◆ **Available records**:
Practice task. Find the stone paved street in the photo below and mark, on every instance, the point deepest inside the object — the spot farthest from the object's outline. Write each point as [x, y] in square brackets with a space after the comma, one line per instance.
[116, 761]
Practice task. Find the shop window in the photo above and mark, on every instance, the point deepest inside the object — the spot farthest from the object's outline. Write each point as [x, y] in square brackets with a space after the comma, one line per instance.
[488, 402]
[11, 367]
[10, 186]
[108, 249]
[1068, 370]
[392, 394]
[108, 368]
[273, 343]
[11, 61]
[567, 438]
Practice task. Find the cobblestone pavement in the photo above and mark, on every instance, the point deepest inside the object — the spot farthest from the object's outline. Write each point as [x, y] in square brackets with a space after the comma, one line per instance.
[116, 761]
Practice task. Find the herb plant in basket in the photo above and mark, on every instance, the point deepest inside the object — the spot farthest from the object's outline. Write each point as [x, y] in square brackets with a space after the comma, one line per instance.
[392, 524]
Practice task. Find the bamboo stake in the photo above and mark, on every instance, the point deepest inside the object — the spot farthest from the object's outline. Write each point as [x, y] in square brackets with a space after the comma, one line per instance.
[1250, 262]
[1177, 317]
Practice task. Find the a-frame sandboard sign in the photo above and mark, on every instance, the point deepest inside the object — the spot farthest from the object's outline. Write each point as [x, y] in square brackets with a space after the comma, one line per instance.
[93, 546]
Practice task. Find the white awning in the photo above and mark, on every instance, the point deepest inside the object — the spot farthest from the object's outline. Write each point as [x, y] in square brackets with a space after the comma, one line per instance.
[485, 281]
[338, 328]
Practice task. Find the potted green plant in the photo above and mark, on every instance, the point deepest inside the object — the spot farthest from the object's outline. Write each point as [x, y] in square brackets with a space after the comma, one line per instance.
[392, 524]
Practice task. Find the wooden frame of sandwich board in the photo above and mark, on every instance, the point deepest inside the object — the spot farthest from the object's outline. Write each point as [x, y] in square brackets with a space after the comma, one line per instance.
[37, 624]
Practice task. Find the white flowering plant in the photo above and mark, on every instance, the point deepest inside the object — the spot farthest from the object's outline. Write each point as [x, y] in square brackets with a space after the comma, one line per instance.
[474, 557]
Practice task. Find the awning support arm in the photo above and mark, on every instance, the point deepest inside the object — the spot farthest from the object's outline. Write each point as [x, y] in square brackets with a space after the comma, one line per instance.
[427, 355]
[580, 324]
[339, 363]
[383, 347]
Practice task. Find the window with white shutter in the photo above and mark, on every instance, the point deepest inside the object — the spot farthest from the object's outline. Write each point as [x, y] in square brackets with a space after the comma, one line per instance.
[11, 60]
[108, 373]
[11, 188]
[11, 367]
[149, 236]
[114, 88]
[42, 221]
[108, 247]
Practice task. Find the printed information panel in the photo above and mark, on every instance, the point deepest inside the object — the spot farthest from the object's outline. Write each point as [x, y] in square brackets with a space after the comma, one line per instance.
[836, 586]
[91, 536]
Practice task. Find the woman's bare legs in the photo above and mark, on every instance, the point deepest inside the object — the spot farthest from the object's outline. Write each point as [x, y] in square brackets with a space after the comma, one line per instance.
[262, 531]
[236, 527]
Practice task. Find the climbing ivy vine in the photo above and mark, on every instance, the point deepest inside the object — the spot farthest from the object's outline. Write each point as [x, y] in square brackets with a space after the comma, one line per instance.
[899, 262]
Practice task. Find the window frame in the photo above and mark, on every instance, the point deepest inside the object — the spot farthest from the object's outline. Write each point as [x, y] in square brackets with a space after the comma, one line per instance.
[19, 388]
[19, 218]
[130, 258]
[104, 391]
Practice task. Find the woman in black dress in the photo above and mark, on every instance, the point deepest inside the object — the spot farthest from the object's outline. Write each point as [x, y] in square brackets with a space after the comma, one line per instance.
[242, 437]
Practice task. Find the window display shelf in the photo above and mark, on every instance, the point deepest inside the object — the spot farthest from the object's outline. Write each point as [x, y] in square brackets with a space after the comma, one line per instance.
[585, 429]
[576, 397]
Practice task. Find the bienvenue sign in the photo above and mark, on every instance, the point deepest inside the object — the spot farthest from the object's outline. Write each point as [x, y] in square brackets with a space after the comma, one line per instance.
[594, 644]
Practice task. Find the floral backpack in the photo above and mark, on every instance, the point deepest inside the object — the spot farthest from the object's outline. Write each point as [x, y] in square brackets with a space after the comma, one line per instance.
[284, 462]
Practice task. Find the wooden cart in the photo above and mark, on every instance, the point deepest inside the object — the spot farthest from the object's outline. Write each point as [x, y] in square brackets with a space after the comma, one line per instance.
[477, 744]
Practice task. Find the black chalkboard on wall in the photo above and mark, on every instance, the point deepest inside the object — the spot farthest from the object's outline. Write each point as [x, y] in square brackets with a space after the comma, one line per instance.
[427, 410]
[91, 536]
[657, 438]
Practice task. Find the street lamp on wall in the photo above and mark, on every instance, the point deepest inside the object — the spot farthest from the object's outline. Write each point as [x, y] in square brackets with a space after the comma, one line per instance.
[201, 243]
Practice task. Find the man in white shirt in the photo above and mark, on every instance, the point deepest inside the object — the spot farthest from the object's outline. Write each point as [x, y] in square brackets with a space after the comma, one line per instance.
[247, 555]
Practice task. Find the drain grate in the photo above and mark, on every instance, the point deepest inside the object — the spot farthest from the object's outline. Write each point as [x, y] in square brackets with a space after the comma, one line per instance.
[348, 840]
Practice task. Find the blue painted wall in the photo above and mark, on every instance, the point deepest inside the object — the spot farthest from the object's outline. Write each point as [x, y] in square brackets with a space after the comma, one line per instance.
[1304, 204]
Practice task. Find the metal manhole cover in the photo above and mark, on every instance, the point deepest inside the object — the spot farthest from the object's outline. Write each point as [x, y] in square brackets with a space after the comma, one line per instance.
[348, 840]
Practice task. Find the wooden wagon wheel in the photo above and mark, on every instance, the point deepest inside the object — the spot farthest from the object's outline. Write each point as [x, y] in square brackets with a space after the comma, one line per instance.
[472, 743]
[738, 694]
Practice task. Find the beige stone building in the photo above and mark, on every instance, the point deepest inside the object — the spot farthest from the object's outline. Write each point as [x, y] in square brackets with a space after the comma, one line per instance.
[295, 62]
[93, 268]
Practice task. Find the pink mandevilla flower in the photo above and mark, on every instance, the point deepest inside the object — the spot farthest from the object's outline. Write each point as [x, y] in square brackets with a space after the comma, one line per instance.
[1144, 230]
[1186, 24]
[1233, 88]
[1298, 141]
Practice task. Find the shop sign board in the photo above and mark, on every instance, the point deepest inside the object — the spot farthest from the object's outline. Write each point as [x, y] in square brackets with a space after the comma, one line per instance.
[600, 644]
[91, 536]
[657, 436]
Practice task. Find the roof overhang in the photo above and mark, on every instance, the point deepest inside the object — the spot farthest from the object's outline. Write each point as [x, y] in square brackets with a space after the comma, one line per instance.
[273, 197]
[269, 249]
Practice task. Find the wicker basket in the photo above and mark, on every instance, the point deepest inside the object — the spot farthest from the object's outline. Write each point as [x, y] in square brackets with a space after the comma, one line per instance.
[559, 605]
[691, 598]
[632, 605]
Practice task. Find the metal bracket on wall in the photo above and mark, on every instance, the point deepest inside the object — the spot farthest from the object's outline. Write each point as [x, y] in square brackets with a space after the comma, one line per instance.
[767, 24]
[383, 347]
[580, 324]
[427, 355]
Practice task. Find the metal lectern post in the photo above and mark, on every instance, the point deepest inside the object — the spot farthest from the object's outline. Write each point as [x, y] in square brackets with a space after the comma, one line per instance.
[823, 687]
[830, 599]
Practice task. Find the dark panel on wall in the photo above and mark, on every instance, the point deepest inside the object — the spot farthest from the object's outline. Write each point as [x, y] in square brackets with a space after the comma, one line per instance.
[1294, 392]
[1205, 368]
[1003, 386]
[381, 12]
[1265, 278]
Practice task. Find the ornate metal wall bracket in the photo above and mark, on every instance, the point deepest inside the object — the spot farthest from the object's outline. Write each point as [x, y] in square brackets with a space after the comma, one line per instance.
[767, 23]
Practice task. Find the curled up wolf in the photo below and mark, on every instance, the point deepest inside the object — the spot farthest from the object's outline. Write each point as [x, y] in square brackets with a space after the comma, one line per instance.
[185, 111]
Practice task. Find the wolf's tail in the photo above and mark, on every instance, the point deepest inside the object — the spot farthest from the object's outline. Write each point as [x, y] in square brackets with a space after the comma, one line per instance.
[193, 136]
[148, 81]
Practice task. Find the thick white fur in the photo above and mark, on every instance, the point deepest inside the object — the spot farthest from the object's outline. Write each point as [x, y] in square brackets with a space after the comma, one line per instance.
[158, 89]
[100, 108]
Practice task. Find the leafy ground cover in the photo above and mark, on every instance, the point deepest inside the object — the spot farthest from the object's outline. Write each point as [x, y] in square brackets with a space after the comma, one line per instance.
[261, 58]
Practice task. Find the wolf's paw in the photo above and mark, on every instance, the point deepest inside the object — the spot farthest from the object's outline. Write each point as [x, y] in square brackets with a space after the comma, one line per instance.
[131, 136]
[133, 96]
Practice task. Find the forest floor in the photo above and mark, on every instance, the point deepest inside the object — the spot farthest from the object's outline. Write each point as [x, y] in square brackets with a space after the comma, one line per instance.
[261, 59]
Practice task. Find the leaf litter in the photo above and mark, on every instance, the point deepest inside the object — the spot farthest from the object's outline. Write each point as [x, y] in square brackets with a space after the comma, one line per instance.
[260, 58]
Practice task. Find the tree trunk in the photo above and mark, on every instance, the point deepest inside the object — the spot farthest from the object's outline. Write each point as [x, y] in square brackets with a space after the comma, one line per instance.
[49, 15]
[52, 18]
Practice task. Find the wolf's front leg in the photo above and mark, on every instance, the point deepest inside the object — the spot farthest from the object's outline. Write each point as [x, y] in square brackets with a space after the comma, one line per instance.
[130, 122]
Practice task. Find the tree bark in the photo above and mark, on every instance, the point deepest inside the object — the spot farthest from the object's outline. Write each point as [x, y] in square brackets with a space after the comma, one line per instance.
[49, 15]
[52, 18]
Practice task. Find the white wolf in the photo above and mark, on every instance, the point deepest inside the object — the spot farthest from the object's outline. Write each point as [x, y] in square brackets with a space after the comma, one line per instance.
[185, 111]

◆ **Given instruction**: Quote the line that contains "Practice task. Find the tree trunk" and each line after it through the end of the data, exactly, leaving out everything else.

◆ **Task solution**:
Practice task. Find the tree trunk in the photo above and mark, on every instance, the point deepest inside the object — the spot farthest from the object's outline. Write each point as [x, y] in square brackets with a space after the comma, one line per instance.
[49, 15]
[52, 18]
Practice task. Find the wolf's front leg in the photo above and mark, on every instance, the point deepest inside the object — the spot farthest from the object's outline. Write each point as [x, y] in square brackets with a space after the comma, one line per instance.
[130, 122]
Practice task. Find the tree bark in the photo above and mark, on every instance, the point deepest inside the object — the spot farthest from the object's outline. Write each point as [x, y] in square brackets with a space after the comma, one line per instance.
[49, 15]
[52, 18]
Practice task. Find the white wolf in the photo above and mark, on every instance, the point deepest inside the object — the spot farthest from the object's outline. Write each point as [x, y] in square brackets with a space after the comma, one line per instance.
[185, 111]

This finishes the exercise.